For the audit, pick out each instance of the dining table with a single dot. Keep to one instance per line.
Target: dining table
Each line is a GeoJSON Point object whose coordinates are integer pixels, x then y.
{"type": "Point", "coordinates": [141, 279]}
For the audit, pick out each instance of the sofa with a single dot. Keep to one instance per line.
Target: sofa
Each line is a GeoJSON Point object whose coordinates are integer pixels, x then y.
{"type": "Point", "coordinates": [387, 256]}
◆ ◆ ◆ ◆ ◆
* [Objetivo del ejercicio]:
Reproduce literalmente el tramo que va desde la línea que contiene "For the audit, pick out each instance of the sofa" hasta el final de las filas, con ambos extremos incluidos.

* [Solución desarrollada]:
For the audit, pick out each instance of the sofa with a single dot. Keep to one instance per line.
Target: sofa
Each line is a GeoJSON Point object whose coordinates are integer pixels, x then y.
{"type": "Point", "coordinates": [387, 256]}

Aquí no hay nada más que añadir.